• _TEXT EXCERPT_

That's what this post builds to solving at the end and in the next post - having a unit deletes the instance from a cluster before shutdown
SrslyJosh 3 years ago

Sadly, I think this would be child's play with SysV init.

SoftTalker 3 years ago

I fundamentally disagree with the idea that software should require or even expect a graceful shutdown. You can never stop the user from yanking the power cord out of the socket, which is what they will do if you force a bunch of housekeeping to happen before shutdown.

You have to deal with crash/power failure recovery anyway. So do your housekeeping on startup. Shutdown should be a quick and simple termination.

empthought 3 years ago

This is a weird take; most systems in data centers don’t have people walking from rack to rack yanking power cords, and most consumer systems don’t even have a power cord to yank.
- bravetraveler 3 years ago
  
  While I agree it's a bit of a weird take, for example -- there may be performance tradeoffs made in any given workload to make the disk consistent, inconsistently
  The 'most' there is doing some effort
  It is actually quite a common practice for those being audited for disaster recovery to do exactly that -- yank cables. More realistically, flip some switches
  We do it once a year, set aside a region and time... then test our processes
  It serves a few purposes, most importantly -- are our services fault tolerant, and can we bring them back?
  I think it's reasonable to trap the signals and make a best effort basis, knowing that PID 1 (or the environment) will eventually have to SIGKILL you -- ready or not
  Just because we can't save all of the state doesn't mean we shouldn't try
  - empthought 3 years ago
    
    Right, there are failure modes that have to be tested and accounted for, and one of them is the state being inconsistent after a shutdown.

• _EXTRACTED INFORMATION_

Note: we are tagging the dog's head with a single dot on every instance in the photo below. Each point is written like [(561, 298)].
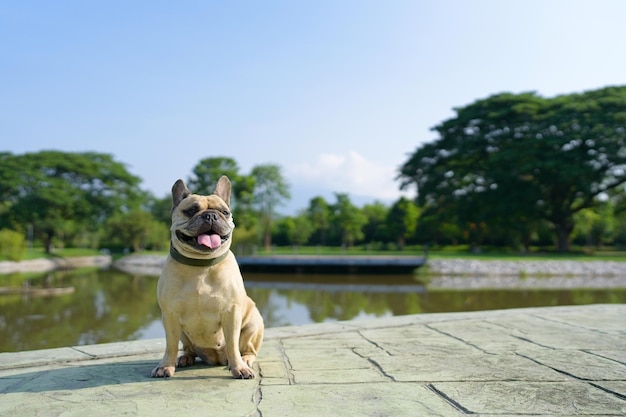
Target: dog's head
[(202, 226)]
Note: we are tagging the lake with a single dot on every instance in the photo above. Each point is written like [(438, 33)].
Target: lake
[(111, 306)]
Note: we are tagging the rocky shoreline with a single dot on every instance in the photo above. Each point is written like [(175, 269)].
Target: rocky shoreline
[(438, 273), (47, 265)]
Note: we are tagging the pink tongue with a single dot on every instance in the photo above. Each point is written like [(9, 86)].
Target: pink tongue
[(212, 241)]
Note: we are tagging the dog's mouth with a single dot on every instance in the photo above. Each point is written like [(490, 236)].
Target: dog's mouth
[(210, 240)]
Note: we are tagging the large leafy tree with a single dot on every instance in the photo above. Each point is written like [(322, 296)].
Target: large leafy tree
[(402, 220), (208, 171), (270, 191), (509, 161), (319, 214), (58, 192), (348, 219)]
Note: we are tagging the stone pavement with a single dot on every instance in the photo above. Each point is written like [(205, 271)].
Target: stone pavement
[(556, 361)]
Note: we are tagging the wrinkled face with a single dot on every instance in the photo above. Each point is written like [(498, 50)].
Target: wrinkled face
[(202, 226)]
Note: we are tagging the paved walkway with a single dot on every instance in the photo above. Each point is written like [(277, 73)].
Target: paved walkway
[(559, 361)]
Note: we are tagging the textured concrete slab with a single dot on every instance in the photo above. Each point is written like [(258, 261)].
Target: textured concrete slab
[(560, 361)]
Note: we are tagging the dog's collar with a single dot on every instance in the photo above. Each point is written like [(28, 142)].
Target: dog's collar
[(196, 262)]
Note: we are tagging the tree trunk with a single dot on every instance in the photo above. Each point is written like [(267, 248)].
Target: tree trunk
[(267, 240), (563, 232), (48, 241)]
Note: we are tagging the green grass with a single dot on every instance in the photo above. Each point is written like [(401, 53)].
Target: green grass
[(38, 253), (460, 252), (452, 252)]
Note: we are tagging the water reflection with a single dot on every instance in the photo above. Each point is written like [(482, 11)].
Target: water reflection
[(110, 306)]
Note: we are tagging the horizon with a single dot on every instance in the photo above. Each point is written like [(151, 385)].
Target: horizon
[(337, 94)]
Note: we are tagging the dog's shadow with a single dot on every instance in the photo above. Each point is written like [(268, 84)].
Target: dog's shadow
[(84, 376)]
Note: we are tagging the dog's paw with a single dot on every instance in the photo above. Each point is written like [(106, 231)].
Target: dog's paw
[(186, 360), (242, 372), (162, 372)]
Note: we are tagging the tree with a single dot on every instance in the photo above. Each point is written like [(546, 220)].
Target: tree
[(319, 215), (205, 175), (295, 230), (508, 161), (56, 191), (270, 191), (375, 230), (402, 220), (137, 229), (349, 219)]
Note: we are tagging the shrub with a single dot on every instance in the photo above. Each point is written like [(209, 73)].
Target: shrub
[(12, 245)]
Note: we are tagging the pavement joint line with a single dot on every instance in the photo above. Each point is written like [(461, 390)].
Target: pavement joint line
[(458, 338), (449, 400), (532, 342), (91, 356), (608, 391), (538, 362), (567, 323), (286, 363), (602, 356), (360, 333)]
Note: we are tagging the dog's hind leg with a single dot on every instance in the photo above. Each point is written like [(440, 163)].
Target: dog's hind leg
[(251, 338), (188, 357)]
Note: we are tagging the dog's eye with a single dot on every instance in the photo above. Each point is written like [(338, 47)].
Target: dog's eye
[(190, 211)]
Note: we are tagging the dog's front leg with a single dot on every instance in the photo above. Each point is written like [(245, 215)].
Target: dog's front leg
[(231, 323), (167, 366)]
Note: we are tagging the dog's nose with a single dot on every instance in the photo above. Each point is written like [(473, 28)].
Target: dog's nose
[(210, 216)]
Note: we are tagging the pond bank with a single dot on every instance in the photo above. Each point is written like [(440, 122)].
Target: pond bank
[(47, 264)]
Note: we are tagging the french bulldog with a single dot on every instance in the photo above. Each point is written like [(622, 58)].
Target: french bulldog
[(201, 292)]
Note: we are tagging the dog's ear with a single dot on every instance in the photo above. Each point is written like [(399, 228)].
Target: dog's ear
[(222, 189), (179, 192)]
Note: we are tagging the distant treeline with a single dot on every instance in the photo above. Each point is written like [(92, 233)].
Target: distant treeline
[(511, 170)]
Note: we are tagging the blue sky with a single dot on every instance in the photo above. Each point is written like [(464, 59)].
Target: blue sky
[(338, 93)]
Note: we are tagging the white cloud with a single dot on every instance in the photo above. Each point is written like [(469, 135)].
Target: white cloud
[(351, 173)]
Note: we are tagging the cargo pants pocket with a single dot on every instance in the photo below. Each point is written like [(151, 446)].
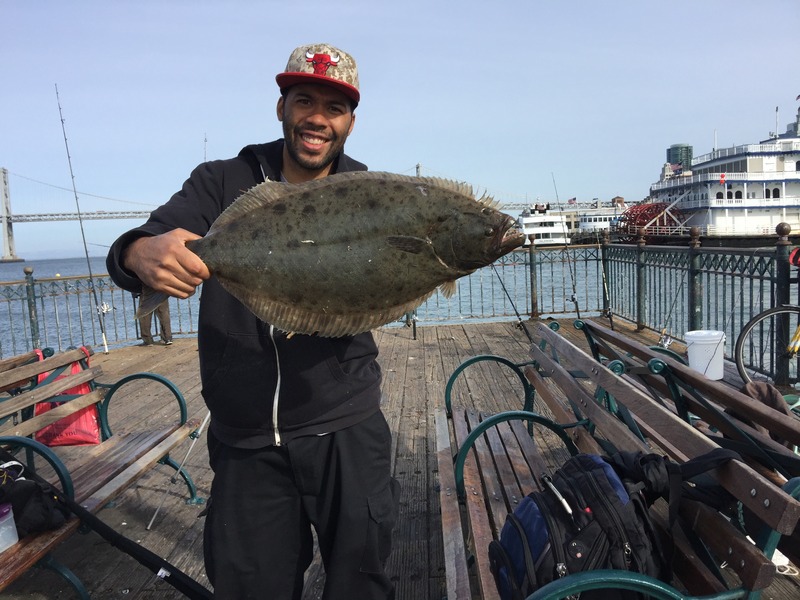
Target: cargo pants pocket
[(383, 509)]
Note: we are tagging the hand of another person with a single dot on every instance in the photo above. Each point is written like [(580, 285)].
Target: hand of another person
[(164, 263)]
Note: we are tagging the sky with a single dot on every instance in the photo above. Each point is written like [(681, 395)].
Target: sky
[(525, 99)]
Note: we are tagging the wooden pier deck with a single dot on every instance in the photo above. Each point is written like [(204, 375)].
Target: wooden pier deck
[(415, 374)]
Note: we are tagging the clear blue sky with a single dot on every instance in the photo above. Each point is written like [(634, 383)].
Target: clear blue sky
[(507, 95)]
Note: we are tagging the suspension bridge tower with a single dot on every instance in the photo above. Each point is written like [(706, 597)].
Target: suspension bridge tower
[(9, 254)]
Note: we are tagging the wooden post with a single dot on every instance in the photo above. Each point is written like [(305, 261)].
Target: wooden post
[(782, 292), (695, 282), (33, 315), (641, 283), (534, 280)]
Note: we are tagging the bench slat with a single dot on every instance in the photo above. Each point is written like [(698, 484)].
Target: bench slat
[(771, 504), (32, 548), (479, 525), (45, 392), (28, 371), (455, 555), (34, 424)]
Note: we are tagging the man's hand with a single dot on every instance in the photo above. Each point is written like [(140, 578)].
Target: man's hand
[(164, 263)]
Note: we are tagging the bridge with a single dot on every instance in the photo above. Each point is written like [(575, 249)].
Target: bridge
[(7, 219)]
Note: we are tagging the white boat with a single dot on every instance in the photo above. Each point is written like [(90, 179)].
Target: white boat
[(543, 226), (737, 192)]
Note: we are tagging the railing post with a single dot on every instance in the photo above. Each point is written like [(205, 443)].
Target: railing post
[(33, 315), (782, 266), (604, 273), (641, 282), (695, 282), (534, 281), (781, 289)]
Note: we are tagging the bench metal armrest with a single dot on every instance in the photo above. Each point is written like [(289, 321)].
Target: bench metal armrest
[(520, 415), (31, 445), (113, 388)]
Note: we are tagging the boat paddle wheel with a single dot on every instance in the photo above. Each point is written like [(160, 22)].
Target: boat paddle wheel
[(659, 220)]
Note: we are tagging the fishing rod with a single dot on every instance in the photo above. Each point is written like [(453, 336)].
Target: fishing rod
[(104, 308), (606, 294), (174, 478), (570, 264)]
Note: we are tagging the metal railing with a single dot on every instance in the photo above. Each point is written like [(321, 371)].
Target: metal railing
[(669, 289)]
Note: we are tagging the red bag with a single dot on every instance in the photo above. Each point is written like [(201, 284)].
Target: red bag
[(78, 429)]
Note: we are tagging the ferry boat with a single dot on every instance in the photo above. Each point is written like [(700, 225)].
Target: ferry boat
[(733, 195), (543, 226)]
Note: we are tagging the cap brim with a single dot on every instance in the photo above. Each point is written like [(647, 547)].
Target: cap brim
[(288, 79)]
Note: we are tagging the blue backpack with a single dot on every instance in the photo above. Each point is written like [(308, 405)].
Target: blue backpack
[(593, 514)]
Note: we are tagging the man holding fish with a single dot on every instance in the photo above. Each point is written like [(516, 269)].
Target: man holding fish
[(301, 252), (297, 438)]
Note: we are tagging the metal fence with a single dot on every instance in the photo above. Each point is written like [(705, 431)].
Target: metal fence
[(669, 289)]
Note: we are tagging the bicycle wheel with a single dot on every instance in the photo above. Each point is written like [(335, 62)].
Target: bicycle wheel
[(765, 350)]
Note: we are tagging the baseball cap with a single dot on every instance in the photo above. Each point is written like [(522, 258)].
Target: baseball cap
[(322, 63)]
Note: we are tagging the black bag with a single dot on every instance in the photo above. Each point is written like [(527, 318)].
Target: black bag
[(593, 514), (34, 503)]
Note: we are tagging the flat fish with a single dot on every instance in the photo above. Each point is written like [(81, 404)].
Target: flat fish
[(352, 251)]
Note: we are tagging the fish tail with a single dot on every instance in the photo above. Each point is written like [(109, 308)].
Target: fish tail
[(151, 300)]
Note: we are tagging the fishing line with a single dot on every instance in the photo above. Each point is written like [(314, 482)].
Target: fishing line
[(511, 300), (570, 263), (101, 310), (606, 294)]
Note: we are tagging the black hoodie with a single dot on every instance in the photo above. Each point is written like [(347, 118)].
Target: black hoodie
[(320, 384)]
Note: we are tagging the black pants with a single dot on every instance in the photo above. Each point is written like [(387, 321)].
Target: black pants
[(258, 540)]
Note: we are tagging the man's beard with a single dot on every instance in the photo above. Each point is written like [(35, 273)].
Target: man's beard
[(315, 163)]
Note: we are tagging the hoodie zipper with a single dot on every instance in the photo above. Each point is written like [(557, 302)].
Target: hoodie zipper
[(277, 388), (277, 363)]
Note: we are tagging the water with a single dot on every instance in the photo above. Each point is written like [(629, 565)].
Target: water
[(67, 313), (53, 268)]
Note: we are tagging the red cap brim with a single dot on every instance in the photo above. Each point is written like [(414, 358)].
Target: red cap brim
[(289, 79)]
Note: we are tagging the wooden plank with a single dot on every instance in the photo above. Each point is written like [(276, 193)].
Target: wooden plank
[(455, 554), (34, 424), (132, 472), (773, 505), (40, 393), (774, 420), (28, 371), (479, 523), (556, 405)]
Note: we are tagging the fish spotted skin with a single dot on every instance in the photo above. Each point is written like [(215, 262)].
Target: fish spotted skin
[(352, 251)]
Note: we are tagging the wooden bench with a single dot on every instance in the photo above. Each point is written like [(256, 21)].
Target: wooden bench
[(707, 405), (504, 464), (93, 475), (704, 402)]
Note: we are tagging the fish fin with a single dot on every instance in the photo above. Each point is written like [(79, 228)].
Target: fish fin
[(449, 289), (406, 243), (294, 320), (152, 301)]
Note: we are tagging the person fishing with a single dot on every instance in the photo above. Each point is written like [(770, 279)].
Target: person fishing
[(297, 438), (146, 321)]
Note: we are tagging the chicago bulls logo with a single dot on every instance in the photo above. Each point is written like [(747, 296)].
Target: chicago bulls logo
[(321, 62)]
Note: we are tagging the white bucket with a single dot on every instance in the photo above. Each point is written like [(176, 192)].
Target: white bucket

• _TASK 1_
From the graceful-shutdown thread above the rows, reproduce the stretch from "Sadly, I think" through "happen before shutdown.".
• _TASK 2_
In the graceful-shutdown thread, how often does bravetraveler's team run its disaster recovery test?
• _TASK 3_
Resume the graceful-shutdown thread, picking up after its final sentence.

• _EXERCISE RESULT 1_
Sadly, I think this would be child's play with SysV init.

SoftTalker 3 years ago

I fundamentally disagree with the idea that software should require or even expect a graceful shutdown. You can never stop the user from yanking the power cord out of the socket, which is what they will do if you force a bunch of housekeeping to happen before shutdown.

• _EXERCISE RESULT 2_
Once a year.

• _EXERCISE RESULT 3_
    The previous poster seemed to advocate for not thinking of this as a failure mode at all but rather normal operation, which I just don’t see as true.
    
    tokenrove 3 years ago
    
    This paper was influential with regards this idea: https://www.usenix.org/conference/hotos-ix/crash-only-softwa...
    I don't think it's that unusual, but obviously there are tradeoffs.
    
    bravetraveler 3 years ago
    
    Totally, it's certifiably untrue!
    Take the InnoDB storage engine in MySQL/MariaDB for example.
    For performance (and likely other) reasons, this file only grows. It never shrinks... it will only go to 0 or grow.
    The DB (or individual tables, depending on config) have to be truncated/emptied to reclaim those blocks.
    Stop it uncleanly and there's a good chance you'll have to sacrifice a considerable amount of the data just to get the engine to start
    This and countless other things have to make consistency trade-offs. While everything could be written to only operate atomically, it will also slow to a crawl.
- comex 3 years ago
  
  > and most consumer systems don’t even have a power cord to yank.
  Some do. And the rest occasionally forcibly reboot (kernel panic or hardware failure), need to be manually forcibly rebooted (due to frozen UI), or unexpectedly loose battery, all leading to the same outcome. At least, that’s been my experience with just about every computer, phone, tablet, smartwatch, game console, and smart TV I’ve ever owned. Plus a number of routers. Is your experience different?
- kentonv 3 years ago
  
  Weird take?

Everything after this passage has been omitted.